* begin Document text *

Printed in the U. S. A.


To those who associate the name of Henry James with all that is tedious and involved in the art of fiction, the tales in this volume, now collected for the first time, will appear as revelations of simplicity in style. Here we have the author in all his freshness; his principal litarary characteristics are ease and precision. For he had not yet forged rules for abstruseness of style, to perplex and weary his reader. In these stories James showed even no remotest sign of ever becoming a by-word for convolutions of English and a mark for the parodist.

Though the author collected in his Passionate Pilgrim (1875) a half a dozen of the tales he published in the magazines before his thirty-second year, he overlooked stories which were at least equal to, and in some cases superior to those he then brought together. The seven stories in this volume were written and published exactly at the time of the tales in his Passionate Pilgrim (between 1868 and 1874). The issuing of this volume, therefore, is like giving the public a new book by Henry James of the early period. The intellectual and the average man both may read and enjoy it.

It is the tendency of some critics to deprecate what an author has not collected himself. We know that writers often have been the poorest judges of their own work. We are all familiar with the story of Byron who preferred his Hints from Horace to Childe Harold. James was a particularly erring critic when it came to his own writings. This fact is attested to by his rewriting and ruining some of his best early stories. The tales in this volume are not apprentice work. They show the hand of the master. True, there is the influence of Hawthorne and George Eliot in a strong degree and a romanticism is occasionally indulged in from which the later James would have recoiled, but the fiction is solid and above all, entertaining. The author cherished a kindly feeling for these tales all his life, and in the last of his autobiographical works published—Middle Years—he tells with gusto how Tennyson highly praised before him one of these tales written just before James went to Europe in the spring of 1869.

* end Document text *
* begin Excerpted data *

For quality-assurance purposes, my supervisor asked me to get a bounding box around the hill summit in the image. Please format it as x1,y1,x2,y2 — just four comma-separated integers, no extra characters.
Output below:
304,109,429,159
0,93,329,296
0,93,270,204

* end Excerpted data *

*Objectives:*
1. Answer these questions using the introduction to the early Henry James tales:
(a) Between which years were the seven stories in the volume written and published?
(b) Which of his own works did Byron prefer to Childe Harold?
(c) In which autobiographical work does James describe Tennyson praising one of these tales?
2. Repeat word for word the passage of the introduction between "Printed in the" and "for the parodist.", inclusive.
The material comes from a separate source.

*Responses to the exercise:*
1.
(a) Between 1868 and 1874.
(b) Hints from Horace.
(c) Middle Years.

2.
Printed in the U. S. A.


To those who associate the name of Henry James with all that is tedious and involved in the art of fiction, the tales in this volume, now collected for the first time, will appear as revelations of simplicity in style. Here we have the author in all his freshness; his principal litarary characteristics are ease and precision. For he had not yet forged rules for abstruseness of style, to perplex and weary his reader. In these stories James showed even no remotest sign of ever becoming a by-word for convolutions of English and a mark for the parodist.